--- What is required ---
Scan the material and copy every line in which "green" appears.

--- Data supplied ---
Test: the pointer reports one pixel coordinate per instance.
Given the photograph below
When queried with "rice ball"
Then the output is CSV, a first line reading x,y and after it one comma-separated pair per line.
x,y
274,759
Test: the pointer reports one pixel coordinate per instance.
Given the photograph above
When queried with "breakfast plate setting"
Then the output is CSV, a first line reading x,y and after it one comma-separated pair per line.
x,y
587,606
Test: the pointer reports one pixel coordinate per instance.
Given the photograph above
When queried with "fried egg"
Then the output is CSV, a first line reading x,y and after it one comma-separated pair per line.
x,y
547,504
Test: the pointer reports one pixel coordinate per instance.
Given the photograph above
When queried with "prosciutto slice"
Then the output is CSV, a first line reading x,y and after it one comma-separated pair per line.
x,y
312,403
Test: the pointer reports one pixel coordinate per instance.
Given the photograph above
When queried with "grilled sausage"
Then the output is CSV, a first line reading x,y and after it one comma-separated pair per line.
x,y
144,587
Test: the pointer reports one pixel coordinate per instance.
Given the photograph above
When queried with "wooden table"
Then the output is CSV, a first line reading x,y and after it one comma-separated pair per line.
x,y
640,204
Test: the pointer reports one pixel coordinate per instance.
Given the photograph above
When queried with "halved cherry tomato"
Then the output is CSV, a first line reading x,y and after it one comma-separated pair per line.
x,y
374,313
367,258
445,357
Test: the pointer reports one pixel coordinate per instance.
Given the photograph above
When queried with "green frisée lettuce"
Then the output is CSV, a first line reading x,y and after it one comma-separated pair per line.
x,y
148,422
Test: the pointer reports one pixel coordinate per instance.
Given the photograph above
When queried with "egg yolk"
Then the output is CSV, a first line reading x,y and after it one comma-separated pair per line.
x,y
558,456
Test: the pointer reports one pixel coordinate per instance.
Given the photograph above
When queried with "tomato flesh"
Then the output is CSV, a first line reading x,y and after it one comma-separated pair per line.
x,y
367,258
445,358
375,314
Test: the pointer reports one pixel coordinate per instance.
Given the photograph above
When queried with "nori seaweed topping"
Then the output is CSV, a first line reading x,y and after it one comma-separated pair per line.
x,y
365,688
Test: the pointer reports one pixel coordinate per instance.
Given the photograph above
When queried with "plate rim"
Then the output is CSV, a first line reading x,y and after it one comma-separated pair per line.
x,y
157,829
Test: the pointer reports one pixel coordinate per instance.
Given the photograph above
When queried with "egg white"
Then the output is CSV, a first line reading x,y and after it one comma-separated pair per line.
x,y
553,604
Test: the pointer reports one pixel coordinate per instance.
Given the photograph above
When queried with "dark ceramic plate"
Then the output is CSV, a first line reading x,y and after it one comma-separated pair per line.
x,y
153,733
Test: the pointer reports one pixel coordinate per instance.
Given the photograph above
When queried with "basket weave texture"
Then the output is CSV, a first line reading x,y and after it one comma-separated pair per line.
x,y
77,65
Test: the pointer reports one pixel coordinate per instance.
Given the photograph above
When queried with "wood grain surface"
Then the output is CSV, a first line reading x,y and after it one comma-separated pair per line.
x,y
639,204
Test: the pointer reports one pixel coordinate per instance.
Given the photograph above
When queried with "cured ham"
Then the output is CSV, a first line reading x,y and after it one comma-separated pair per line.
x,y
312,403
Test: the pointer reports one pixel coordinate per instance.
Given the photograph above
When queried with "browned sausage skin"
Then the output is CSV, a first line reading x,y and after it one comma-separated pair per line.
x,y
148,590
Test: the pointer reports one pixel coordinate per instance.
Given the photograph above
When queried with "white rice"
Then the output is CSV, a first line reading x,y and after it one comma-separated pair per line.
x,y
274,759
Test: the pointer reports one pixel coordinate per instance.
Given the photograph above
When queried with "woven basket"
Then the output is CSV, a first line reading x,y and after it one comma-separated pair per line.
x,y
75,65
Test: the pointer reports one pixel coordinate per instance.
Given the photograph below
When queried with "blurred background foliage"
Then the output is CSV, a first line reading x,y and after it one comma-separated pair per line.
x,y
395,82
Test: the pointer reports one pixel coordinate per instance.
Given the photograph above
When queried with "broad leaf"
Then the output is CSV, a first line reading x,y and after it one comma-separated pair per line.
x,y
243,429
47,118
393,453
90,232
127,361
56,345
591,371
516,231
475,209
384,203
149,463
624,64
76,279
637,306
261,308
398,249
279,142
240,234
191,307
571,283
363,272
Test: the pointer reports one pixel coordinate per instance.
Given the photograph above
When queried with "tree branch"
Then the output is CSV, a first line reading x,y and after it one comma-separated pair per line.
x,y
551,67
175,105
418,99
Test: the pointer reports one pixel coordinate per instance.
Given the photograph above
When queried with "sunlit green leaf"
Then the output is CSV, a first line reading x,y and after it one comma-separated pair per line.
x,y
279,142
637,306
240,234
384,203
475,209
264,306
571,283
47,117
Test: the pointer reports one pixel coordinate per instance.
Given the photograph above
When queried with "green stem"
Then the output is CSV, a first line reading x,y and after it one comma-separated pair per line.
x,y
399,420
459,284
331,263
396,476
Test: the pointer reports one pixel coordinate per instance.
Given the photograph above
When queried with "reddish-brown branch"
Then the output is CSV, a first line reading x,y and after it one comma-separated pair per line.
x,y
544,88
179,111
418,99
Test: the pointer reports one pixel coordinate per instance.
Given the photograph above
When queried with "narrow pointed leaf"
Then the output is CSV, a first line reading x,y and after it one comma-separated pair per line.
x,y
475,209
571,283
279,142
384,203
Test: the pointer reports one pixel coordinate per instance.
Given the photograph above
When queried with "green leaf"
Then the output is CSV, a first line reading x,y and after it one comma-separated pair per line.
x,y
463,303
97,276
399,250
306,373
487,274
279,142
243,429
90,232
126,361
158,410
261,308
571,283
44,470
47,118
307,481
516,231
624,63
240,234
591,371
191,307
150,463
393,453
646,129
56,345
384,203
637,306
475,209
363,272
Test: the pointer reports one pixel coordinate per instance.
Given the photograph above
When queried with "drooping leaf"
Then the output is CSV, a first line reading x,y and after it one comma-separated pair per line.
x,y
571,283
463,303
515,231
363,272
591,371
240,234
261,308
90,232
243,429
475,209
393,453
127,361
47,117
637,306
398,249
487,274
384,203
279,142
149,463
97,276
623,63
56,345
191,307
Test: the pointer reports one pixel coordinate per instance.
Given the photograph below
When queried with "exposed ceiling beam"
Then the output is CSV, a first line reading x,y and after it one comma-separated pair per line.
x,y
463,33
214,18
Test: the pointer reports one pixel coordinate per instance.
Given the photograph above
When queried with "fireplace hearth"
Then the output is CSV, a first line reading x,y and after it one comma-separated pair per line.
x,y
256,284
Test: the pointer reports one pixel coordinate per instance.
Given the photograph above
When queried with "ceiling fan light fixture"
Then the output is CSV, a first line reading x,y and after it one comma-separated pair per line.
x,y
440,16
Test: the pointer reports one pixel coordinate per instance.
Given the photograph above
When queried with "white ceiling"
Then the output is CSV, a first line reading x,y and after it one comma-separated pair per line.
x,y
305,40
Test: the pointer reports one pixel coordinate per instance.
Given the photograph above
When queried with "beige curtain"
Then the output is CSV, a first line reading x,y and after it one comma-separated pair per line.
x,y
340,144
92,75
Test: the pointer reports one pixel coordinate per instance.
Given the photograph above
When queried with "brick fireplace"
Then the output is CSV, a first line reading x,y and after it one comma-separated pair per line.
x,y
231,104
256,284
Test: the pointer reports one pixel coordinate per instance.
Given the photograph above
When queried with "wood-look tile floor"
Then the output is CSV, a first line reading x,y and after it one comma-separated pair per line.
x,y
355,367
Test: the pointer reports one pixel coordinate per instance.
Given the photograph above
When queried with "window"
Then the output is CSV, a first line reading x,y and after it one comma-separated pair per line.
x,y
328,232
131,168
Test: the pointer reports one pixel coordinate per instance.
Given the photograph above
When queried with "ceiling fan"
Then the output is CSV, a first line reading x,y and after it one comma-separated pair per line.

--- Answer to the exercise ---
When queried with "green frisée lettuce"
When queried with "sunlit green leaf"
When queried with "green stem"
When queried with "green leaf"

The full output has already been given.